━━ Data provided ━━
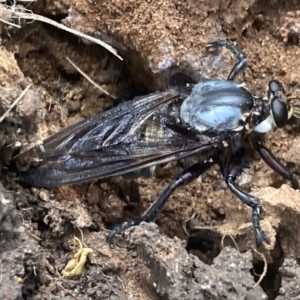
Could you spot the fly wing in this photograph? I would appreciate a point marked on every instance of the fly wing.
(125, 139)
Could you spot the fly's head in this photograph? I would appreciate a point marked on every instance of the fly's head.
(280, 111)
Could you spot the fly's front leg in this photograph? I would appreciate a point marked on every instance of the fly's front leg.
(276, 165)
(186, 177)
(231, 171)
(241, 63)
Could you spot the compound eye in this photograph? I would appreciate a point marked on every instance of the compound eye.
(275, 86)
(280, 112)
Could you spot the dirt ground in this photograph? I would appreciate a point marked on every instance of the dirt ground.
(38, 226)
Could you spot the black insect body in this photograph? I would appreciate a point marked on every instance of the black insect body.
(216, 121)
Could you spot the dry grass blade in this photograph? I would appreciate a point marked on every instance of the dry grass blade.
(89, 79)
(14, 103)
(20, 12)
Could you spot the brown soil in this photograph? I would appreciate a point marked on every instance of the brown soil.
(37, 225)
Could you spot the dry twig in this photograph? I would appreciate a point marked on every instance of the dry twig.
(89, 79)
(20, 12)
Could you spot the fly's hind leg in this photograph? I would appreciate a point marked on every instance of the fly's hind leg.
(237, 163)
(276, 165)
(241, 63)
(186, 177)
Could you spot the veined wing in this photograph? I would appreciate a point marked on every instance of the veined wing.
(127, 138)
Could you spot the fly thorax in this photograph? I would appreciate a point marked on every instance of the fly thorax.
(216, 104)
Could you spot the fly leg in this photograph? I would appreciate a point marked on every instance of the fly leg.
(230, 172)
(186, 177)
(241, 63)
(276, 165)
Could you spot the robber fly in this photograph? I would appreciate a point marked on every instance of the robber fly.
━━━
_Goal of the exercise_.
Write out every line of the entries above as a numbered list, omitting the pictures and any blank lines.

_Solution for this problem_.
1. Could you spot the fly wing in this photograph? I would appreciate a point marked on every instance of the fly wing.
2. (125, 139)
3. Could you spot the fly's head in this photograph? I would appreciate a point marked on every instance of the fly's head.
4. (280, 111)
5. Could you spot the fly's front leg in this photograph? I would appreciate a point marked on every instance of the fly's front leg.
6. (276, 165)
7. (186, 177)
8. (231, 171)
9. (241, 63)
10. Could you spot the compound eye in this photograph? I would appreciate a point marked on every instance of the compound eye.
11. (275, 86)
12. (280, 112)
13. Could you spot the dirt ground in this photograph? I would appreciate a point marked on every instance of the dirt ground.
14. (38, 226)
15. Could you spot the black insect body in this photograph? I would appreciate a point marked on every instance of the black insect body.
16. (216, 121)
17. Could you spot the dry grass blade in this photograph? I would appreciate a point marked on every instance of the dry grass blade.
18. (89, 79)
19. (14, 103)
20. (20, 12)
21. Could you spot the brown soil in this photograph? I would appreciate a point marked on every instance of the brown soil.
22. (37, 225)
23. Could you spot the dry twig in this photograph? I would appreciate a point marked on every instance of the dry twig.
24. (89, 79)
25. (20, 12)
26. Could you spot the fly's hind leg in this photograph? I would appreciate a point marked on every instance of the fly's hind leg.
27. (237, 163)
28. (276, 165)
29. (241, 63)
30. (186, 177)
31. Could you spot the veined wing in this photograph? I would appreciate a point marked on every instance of the veined wing.
32. (127, 138)
33. Could you spot the fly thorax in this photograph? I would appreciate a point marked on every instance of the fly thorax.
34. (216, 104)
35. Could you spot the fly leg in this photograph? I would appreciate a point marked on every instance of the fly leg.
36. (230, 172)
37. (186, 177)
38. (241, 63)
39. (276, 165)
40. Could you spot the robber fly in this photograph? I would appreciate a point marked on every instance of the robber fly.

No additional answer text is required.